Write every line of the material out exactly as shown.

(Data records)

━━━━━━━━━━━━━━━━━━━━━━━━━━━━━━

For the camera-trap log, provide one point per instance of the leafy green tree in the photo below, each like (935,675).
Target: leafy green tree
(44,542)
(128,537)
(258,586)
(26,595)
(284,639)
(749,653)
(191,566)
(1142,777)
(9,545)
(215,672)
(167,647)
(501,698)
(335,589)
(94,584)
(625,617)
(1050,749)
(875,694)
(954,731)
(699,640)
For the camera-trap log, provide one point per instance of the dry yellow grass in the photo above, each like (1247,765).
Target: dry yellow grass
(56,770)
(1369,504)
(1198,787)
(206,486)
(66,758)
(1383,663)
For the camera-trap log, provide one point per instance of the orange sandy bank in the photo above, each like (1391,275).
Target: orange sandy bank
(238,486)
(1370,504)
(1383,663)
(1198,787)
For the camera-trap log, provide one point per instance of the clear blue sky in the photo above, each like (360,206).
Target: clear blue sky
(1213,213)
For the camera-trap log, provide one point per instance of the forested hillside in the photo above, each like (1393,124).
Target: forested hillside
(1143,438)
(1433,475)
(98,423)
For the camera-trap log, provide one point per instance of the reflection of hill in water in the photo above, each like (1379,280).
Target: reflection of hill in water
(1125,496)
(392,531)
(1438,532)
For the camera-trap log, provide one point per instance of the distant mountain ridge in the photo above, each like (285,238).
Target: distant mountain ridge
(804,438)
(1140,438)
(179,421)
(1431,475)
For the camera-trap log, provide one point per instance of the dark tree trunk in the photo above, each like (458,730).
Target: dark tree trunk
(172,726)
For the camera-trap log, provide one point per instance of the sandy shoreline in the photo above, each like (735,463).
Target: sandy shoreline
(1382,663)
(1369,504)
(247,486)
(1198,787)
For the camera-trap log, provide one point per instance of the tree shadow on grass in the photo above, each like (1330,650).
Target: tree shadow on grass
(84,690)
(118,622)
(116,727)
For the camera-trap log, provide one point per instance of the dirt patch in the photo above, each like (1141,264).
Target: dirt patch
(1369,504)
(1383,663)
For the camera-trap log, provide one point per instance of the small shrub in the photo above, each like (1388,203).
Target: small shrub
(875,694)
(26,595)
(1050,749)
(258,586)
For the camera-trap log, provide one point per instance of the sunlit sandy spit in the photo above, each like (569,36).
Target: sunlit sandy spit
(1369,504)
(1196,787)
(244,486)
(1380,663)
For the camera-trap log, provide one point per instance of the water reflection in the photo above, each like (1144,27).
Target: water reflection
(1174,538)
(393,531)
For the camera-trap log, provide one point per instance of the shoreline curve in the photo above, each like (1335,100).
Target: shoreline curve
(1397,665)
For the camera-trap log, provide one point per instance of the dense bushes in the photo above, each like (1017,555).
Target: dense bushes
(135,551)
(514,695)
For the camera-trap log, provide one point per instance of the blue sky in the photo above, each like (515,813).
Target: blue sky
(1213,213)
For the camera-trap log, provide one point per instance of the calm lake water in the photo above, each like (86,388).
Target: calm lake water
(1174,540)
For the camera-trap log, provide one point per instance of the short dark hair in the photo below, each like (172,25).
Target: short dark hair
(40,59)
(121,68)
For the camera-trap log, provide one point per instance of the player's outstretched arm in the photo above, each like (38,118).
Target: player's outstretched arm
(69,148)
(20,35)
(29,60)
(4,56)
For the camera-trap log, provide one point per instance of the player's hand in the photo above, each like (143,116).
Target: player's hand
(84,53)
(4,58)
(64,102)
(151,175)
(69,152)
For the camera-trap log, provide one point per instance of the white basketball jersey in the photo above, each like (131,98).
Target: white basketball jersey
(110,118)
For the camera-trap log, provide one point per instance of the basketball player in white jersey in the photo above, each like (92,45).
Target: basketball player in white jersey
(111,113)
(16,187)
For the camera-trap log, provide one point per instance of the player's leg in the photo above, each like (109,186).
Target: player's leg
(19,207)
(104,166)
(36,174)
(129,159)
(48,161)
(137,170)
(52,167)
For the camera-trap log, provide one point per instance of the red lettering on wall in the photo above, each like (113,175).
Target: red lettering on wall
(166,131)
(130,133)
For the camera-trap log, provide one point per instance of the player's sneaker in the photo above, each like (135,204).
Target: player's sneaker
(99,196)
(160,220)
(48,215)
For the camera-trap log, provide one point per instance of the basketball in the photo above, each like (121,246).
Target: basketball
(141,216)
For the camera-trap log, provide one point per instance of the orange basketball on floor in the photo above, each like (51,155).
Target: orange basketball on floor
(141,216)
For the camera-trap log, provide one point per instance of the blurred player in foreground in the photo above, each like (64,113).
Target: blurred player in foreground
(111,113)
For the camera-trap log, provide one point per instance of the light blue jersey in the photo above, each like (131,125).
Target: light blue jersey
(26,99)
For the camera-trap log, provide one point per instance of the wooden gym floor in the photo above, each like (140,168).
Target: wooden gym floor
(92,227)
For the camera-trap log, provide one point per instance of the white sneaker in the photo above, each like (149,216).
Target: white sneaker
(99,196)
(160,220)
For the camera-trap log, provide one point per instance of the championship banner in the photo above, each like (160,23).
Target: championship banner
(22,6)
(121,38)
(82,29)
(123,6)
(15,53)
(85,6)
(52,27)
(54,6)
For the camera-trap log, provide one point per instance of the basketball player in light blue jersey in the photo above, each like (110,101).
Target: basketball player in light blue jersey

━━━━━━━━━━━━━━━━━━━━━━━━━━━━━━

The result>
For the camera-trap log, provide one point per instance of the leafy green tree in the photo below, each like (935,675).
Target: leafy green tree
(44,542)
(128,537)
(258,586)
(26,595)
(284,639)
(749,653)
(191,566)
(1142,777)
(9,545)
(215,672)
(167,647)
(501,698)
(335,589)
(94,584)
(625,617)
(1050,749)
(875,694)
(954,731)
(699,640)
For the camera-trap log, provide one point per instance of the dry yellow grass in the photo above, each like (1247,765).
Target: dry yellow grass
(56,770)
(1369,504)
(1198,787)
(206,486)
(66,758)
(1383,663)
For the camera-trap log, provide one point per instance of the orange sandy bank in the photo above, each like (1391,275).
Target: orange sandy bank
(238,486)
(1370,504)
(1383,663)
(1198,787)
For the camera-trap log, provide one point per instance of the clear blue sky in the photo above, each like (360,206).
Target: clear blue sky
(1213,213)
For the camera-trap log, provide one point per instance of the forested hillside in the photo above, each like (1393,124).
Target: forested hillside
(1143,438)
(1433,475)
(98,423)
For the camera-trap log, provide one point per instance of the reflection of hill in water in the photo above, each like (1379,280).
Target: reflection of hill in water
(1125,496)
(392,531)
(1438,532)
For the camera-trap log, provide one point per instance of the distant mountain ridge in the photo above, each like (285,238).
Target: distant mountain ridge
(804,438)
(1140,438)
(179,421)
(1431,475)
For the camera-trap log, provide one point per instance of the dark tree trunk in the photo above, each like (458,730).
Target: dark tree trunk
(172,726)
For the camera-trap log, provide one point per instance of the sandy shoreline in the photo above, each like (735,463).
Target: sandy shoreline
(1382,663)
(1369,504)
(247,486)
(1198,787)
For the camera-trap log, provide one point per instance of the tree shadow on grass in the photo above, each like (1330,650).
Target: tree shadow on grass
(84,690)
(118,622)
(116,727)
For the camera-trap log, provide one point per instance of the dirt patch in the photo above, each like (1141,264).
Target: dirt patch
(1369,504)
(1383,663)
For the camera-trap log, provide one point per instance of the small shrub in the photo above, each like (1388,203).
Target: small shrub
(875,694)
(26,595)
(1050,749)
(258,586)
For the camera-trap log, provide one point per instance of the sunlit sandy spit in the photo above, each like (569,36).
Target: sunlit sandy spit
(1369,504)
(1196,787)
(244,486)
(1380,663)
For the camera-trap log, provide one point per instance of the water reflection in the photo above, each like (1144,27).
Target: water reflection
(1174,538)
(393,531)
For the camera-trap log, provide one point per instance of the shoreline curve in the photo above, each like (1335,100).
Target: shoreline curve
(1397,665)
For the camera-trap log, provide one point per instance of the dense bushes in the photo above, each like (1017,555).
Target: dense bushes
(135,551)
(514,695)
For the camera-trap log, provide one point per instance of the blue sky in the photo above, each like (515,813).
Target: blue sky
(1213,213)
For the camera-trap log, provide one point per instance of the calm lake water in the photo above, each like (86,388).
Target: calm lake water
(1174,540)
For the camera-trap log, provide one point per instance of the short dark hair in the photo below, each like (172,25).
Target: short dark hair
(40,59)
(121,68)
For the camera-trap log, provide one point per instance of the player's outstretched arm in the photo above, each like (38,118).
Target: player's outstretched arm
(69,148)
(20,35)
(29,60)
(4,56)
For the camera-trap log, provide one point per instance of the player's hand in the photo above, each like (143,116).
Target: player's hand
(84,53)
(4,58)
(64,102)
(151,175)
(69,152)
For the camera-trap log, provide one point per instance of the white basketball jersey in the photo above, each like (131,98).
Target: white basketball jersey
(110,118)
For the camera-trap log, provide one point per instance of the basketball player in white jersey in the photo above, each like (92,45).
Target: basketball player in white jersey
(111,113)
(16,187)
For the camera-trap log, provide one point per instance of the player's leg in the photo above, each like (109,186).
Target: player's leg
(19,207)
(104,166)
(36,174)
(129,159)
(48,161)
(137,170)
(52,167)
For the camera-trap log, provide one point per instance of the red lettering on wall in the photo above, each like (113,175).
Target: red lettering on wall
(166,131)
(130,133)
For the camera-trap log, provide one point per instance of the player's sneaker in the photo above, each like (135,204).
Target: player's sneaker
(99,196)
(160,220)
(48,215)
For the camera-trap log, provide one point per instance of the basketball in the photo above, each like (121,246).
Target: basketball
(141,216)
For the camera-trap log, provide one point per instance of the orange basketball on floor in the photo above, each like (51,155).
Target: orange basketball on floor
(141,216)
For the camera-trap log, provide one point per instance of the blurred player in foreground in the photo above, each like (64,113).
Target: blurred player in foreground
(111,113)
For the camera-trap log, provide one point per instance of the light blue jersey in the photo above, each like (131,125).
Target: light blue jersey
(26,99)
For the camera-trap log, provide one point per instance of the wooden gym floor in the photo above, each like (140,168).
Target: wooden gym floor
(92,227)
For the camera-trap log, provide one point per instance of the white sneaker in the photo above, each like (149,216).
Target: white sneaker
(99,196)
(160,220)
For the camera-trap log, provide one point per instance of the championship banner in the photo above, each like (160,23).
Target: championship banner
(22,6)
(121,38)
(82,29)
(123,6)
(15,53)
(85,6)
(52,27)
(54,6)
For the camera-trap log, provide one point per instance of the basketball player in light blue jersey in the photo above, each like (110,101).
Target: basketball player in light blue jersey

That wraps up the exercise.